Each line of the data must reappear exactly in your answer, with no images included.

Records excerpted from a collection:
======

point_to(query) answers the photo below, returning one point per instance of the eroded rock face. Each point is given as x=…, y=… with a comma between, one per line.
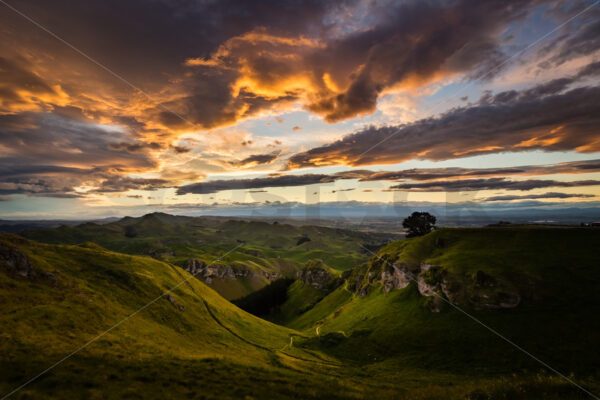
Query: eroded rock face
x=482, y=292
x=171, y=300
x=398, y=278
x=207, y=273
x=15, y=261
x=316, y=277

======

_TASK ANSWER_
point_to(query) answers the photo below, returning one point per instance of the eroded rock face. Each point is given as x=…, y=… with a comma between, one per line.
Query: eroded rock face
x=482, y=292
x=171, y=300
x=398, y=278
x=207, y=273
x=15, y=261
x=316, y=277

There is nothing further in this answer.